__Work to complete__. Each line that follows is to be retyped exactly.

====

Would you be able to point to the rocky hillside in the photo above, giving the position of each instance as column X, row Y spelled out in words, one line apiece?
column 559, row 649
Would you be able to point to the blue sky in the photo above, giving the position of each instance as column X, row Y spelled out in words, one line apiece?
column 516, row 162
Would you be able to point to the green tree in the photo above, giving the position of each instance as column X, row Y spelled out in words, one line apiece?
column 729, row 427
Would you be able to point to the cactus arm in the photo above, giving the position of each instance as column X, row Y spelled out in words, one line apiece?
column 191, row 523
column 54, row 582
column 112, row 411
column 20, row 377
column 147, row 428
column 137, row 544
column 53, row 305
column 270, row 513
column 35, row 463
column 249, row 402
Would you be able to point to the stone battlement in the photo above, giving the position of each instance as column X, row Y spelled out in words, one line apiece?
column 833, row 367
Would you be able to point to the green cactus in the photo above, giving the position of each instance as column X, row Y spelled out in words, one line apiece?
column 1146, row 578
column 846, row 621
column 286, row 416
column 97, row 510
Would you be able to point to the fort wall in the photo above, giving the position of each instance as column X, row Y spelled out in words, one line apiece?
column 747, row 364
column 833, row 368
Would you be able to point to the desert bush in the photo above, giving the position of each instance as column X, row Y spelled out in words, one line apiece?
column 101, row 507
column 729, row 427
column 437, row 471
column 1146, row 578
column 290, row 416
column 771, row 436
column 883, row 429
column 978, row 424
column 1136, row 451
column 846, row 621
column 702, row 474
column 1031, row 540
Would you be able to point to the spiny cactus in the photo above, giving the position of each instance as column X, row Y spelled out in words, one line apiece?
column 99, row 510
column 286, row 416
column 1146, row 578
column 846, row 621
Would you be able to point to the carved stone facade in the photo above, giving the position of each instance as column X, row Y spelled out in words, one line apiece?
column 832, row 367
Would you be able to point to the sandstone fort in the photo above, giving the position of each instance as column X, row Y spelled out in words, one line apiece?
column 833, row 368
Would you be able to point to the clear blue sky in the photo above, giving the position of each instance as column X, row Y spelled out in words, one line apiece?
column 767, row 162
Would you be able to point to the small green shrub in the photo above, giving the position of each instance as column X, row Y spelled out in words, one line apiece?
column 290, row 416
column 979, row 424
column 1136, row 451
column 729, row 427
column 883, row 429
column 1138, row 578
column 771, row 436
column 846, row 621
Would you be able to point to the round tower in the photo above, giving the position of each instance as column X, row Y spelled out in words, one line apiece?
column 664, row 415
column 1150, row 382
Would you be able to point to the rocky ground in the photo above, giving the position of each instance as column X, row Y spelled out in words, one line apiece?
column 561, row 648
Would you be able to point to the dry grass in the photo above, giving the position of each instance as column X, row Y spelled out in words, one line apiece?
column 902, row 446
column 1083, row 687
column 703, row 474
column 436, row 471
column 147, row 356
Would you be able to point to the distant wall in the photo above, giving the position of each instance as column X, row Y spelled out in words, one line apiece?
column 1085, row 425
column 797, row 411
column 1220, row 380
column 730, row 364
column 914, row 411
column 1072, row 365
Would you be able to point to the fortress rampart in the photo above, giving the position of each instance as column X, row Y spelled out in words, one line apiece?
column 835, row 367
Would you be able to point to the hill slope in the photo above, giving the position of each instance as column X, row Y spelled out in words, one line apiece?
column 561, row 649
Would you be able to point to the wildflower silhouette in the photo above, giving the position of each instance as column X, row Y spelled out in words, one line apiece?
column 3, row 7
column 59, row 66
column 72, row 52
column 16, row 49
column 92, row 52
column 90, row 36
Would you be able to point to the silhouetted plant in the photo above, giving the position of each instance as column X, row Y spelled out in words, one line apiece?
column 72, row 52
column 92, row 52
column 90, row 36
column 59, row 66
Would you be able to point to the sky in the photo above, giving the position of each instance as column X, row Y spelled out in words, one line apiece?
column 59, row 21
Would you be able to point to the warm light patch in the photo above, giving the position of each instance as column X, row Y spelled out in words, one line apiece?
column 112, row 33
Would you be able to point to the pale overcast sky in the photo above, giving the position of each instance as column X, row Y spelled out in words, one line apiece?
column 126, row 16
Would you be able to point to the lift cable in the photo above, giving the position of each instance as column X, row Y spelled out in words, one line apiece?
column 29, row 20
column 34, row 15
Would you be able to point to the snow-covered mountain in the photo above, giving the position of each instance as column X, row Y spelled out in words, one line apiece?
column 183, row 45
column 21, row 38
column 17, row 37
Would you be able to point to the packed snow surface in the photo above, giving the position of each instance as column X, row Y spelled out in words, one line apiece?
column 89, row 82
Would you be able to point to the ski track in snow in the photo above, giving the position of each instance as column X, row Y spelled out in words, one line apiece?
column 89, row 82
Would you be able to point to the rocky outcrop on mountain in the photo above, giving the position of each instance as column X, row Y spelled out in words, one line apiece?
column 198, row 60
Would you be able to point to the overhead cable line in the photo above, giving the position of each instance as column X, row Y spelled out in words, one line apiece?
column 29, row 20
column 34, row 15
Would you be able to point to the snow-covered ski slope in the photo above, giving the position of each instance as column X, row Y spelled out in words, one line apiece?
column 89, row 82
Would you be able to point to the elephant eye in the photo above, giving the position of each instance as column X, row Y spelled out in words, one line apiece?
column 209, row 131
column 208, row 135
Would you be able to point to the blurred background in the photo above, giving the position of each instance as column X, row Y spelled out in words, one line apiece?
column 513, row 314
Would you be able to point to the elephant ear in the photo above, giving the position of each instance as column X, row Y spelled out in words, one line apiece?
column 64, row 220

====

__Expected answer__.
Would you be able to point to the rocky hillside in the photo above, giving the position of each instance as column X, row Y spelled out in words, one line apiece?
column 559, row 649
Would you be able to point to the blue sky in the photo above, giving the position of each instance as column X, row Y spelled out in words, one line apiece?
column 516, row 162
Would you be able to point to the green tree in the photo above, giving the position of each instance as column X, row Y spelled out in words, one line apiece?
column 729, row 427
Would you be able to point to the cactus arm in the photo above, giving the position of each instance as column X, row Y spelled out in words, one line apiece?
column 191, row 523
column 54, row 582
column 112, row 411
column 20, row 377
column 147, row 428
column 137, row 544
column 53, row 305
column 270, row 513
column 35, row 463
column 249, row 402
Would you be able to point to the stone battlement in the photo above, giving the position of each instance as column X, row Y spelled out in words, one line apiece?
column 833, row 367
Would you be able to point to the green cactus in the photo above, giving the position of each instance as column X, row Y spelled out in words, one line apiece?
column 1146, row 578
column 846, row 621
column 286, row 416
column 97, row 510
Would you be able to point to the fort wall in the photo above, giving the position of each instance as column X, row Y spelled out in words, one line apiece?
column 747, row 364
column 833, row 368
Would you be able to point to the desert bush in the photo above, giving the position of each instance as column X, row Y spelled out in words, one line apiece?
column 101, row 507
column 729, row 427
column 437, row 471
column 1146, row 578
column 290, row 416
column 771, row 436
column 883, row 429
column 978, row 424
column 1136, row 451
column 846, row 621
column 702, row 474
column 1031, row 540
Would you be able to point to the spiny cactus in the photo above, giving the position of each instance as column X, row Y spelled out in words, one line apiece?
column 99, row 510
column 286, row 416
column 1146, row 578
column 846, row 621
Would you be able to point to the carved stone facade in the photo above, giving the position of each instance as column X, row Y spelled out in words, one line apiece?
column 832, row 367
Would you be able to point to the sandstone fort in the photo above, giving the position of each instance as column X, row Y spelled out in words, one line apiece?
column 833, row 368
Would you be able to point to the clear blue sky in the photo above, giving the position of each instance as column X, row Y spelled out in words, one line apiece?
column 767, row 162
Would you be able to point to the small green shrub in the photo above, giving the position of each instance as column X, row Y spelled out in words, one line apiece?
column 290, row 416
column 979, row 424
column 1136, row 451
column 729, row 427
column 883, row 429
column 1138, row 578
column 771, row 436
column 846, row 621
Would you be able to point to the round tower in the photo above, giving the position of each instance as column X, row Y spelled out in words, one line apiece?
column 664, row 415
column 1150, row 382
Would you be able to point to the rocky ground in the photo above, giving the position of each instance as column X, row Y spelled out in words, one line apiece?
column 561, row 648
Would you be able to point to the dry grass in the photo above, giving the position of each instance as column X, row Y spelled out in words, one line apiece?
column 902, row 446
column 1083, row 687
column 703, row 474
column 436, row 471
column 147, row 356
Would you be able to point to the distant wall in the photo above, giving the position of each instance as column X, row Y spelled out in words, one line apiece?
column 1085, row 425
column 797, row 411
column 1220, row 380
column 730, row 364
column 914, row 411
column 1072, row 365
Would you be able to point to the fortress rampart in the photo above, giving the position of each instance as column X, row Y spelled out in words, one line apiece?
column 835, row 367
Would you be able to point to the hill slope in the photo above, giving the position of each instance as column X, row Y spelled out in words, one line apiece?
column 561, row 649
Would you be able to point to the wildflower silhouette in the photo above, giving the position of each instance as column X, row Y spelled out in words, one line apiece?
column 3, row 7
column 59, row 66
column 72, row 52
column 16, row 49
column 92, row 52
column 90, row 36
Would you be able to point to the silhouetted plant in the photo above, giving the position of each instance as column X, row Y spelled out in words, one line apiece?
column 72, row 52
column 92, row 52
column 90, row 36
column 59, row 66
Would you be able to point to the sky in the photo above, giving the position of each instance as column X, row Y spelled out in words, one line apiece?
column 59, row 21
Would you be able to point to the warm light patch in the photo above, giving the position of each instance as column X, row Y spelled out in words, one line apiece?
column 112, row 33
Would you be able to point to the pale overcast sky in the photo above, giving the position of each instance as column X, row Y spelled out in words, one line apiece?
column 126, row 16
Would you be able to point to the lift cable in the photo above, giving the position of each instance as column X, row Y spelled out in words, one line apiece?
column 29, row 20
column 34, row 15
Would you be able to point to the snow-covered mountain in the photo above, giving the position of each instance as column X, row Y spelled out in words, one line apiece?
column 183, row 45
column 21, row 38
column 17, row 37
Would you be able to point to the packed snow surface in the photo above, giving the position of each instance as column X, row Y spelled out in words, one line apiece?
column 89, row 82
Would you be able to point to the ski track in snow in the photo above, giving the position of each instance as column X, row Y spelled out in words, one line apiece?
column 89, row 82
Would you be able to point to the rocky outcrop on mountain in the photo above, giving the position of each instance as column X, row Y spelled out in words, one line apiece?
column 198, row 60
Would you be able to point to the overhead cable line in the photo above, giving the position of each instance as column X, row Y spelled out in words, one line apiece?
column 29, row 20
column 34, row 15
Would you be able to point to the snow-covered ski slope in the photo above, giving the position of each instance as column X, row Y spelled out in words, one line apiece?
column 89, row 82
Would you be able to point to the elephant eye in the photo above, giving the position of each instance as column X, row Y spelled out in words, one line apiece?
column 209, row 131
column 208, row 135
Would you be able to point to the blurred background in the photo above, giving the position of each instance as column X, row Y spelled out in words, one line apiece?
column 513, row 314
Would you be able to point to the elephant ear in the photo above, giving the position of each instance as column X, row Y spelled out in words, one line apiece?
column 64, row 220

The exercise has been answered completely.